* _Texto do documento_
____________
Privacidade, por sua vez, é mais abrangente que a intimidade. Trata-se de uma terminologia oriunda do direito anglo-americano, que abrange o modo de vida doméstico, familiar e afetivo, com tudo aquilo que ele representa incluindo, ainda, pensamentos, segredos e outras questões de fórum íntimo da pessoa. Observa-se que a privacidade é definida, portanto, por cada pessoa, que pode escolher com quem deve compartilhar fatos e atos relacionados à esfera pessoal (CUPIS, 2017).
A privacidade e intimidade são inerentes aos direitos da personalidade, explicitados na Constituição Federal vigente e no Código Civil Pátrio. Com isso os direitos da personalidade dizem respeito à pessoa, tendo o condão de diferenciá-la frente aos demais membros da sociedade.
Assim, a personalidade envolve diversas questões atinentes à pessoa e sua individualidade. Consiste em ordenamento vital para a pessoa alcançar outros direitos. Silvio Rodrigues (2017, p. 37) explica que “no mundo moderno, e na quase totalidade dos países, a mera circunstância de existir confere ao homem a possibilidade de ser titular de direitos”.
____________
* _Seção de dados_
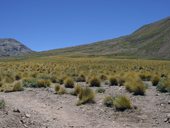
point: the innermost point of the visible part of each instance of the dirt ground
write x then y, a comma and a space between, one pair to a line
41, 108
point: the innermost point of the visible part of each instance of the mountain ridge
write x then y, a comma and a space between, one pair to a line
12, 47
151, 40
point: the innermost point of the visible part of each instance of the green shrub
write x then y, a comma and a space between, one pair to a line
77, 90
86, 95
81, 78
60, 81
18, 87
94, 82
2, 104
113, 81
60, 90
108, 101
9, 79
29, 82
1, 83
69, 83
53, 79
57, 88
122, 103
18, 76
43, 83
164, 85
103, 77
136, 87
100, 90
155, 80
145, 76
____________
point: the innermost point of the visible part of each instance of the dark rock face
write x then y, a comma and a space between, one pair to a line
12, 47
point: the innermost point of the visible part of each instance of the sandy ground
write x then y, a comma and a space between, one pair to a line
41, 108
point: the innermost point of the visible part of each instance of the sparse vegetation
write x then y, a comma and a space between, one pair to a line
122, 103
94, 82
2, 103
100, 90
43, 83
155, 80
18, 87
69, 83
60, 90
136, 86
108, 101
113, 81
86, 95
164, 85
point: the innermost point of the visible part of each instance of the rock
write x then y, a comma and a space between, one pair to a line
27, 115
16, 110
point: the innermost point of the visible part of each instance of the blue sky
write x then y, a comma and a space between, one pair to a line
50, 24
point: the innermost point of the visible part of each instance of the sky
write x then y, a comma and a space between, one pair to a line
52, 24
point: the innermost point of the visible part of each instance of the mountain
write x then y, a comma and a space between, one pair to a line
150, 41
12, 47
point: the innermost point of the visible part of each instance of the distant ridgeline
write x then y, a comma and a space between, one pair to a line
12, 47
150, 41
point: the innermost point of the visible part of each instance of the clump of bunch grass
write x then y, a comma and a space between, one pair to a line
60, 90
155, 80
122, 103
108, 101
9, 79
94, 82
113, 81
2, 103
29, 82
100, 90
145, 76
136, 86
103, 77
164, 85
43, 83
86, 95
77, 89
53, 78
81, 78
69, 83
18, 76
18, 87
____________
* _Tarefa_
Reescreva o trecho do texto sobre privacidade que começa em "Privacidade, por sua" e termina em "pessoal (CUPIS, 2017).", substituindo "terminologia" por "expressão". As linhas apresentadas constituem material independente do texto.

* _Resposta_
Privacidade, por sua vez, é mais abrangente que a intimidade. Trata-se de uma expressão oriunda do direito anglo-americano, que abrange o modo de vida doméstico, familiar e afetivo, com tudo aquilo que ele representa incluindo, ainda, pensamentos, segredos e outras questões de fórum íntimo da pessoa. Observa-se que a privacidade é definida, portanto, por cada pessoa, que pode escolher com quem deve compartilhar fatos e atos relacionados à esfera pessoal (CUPIS, 2017).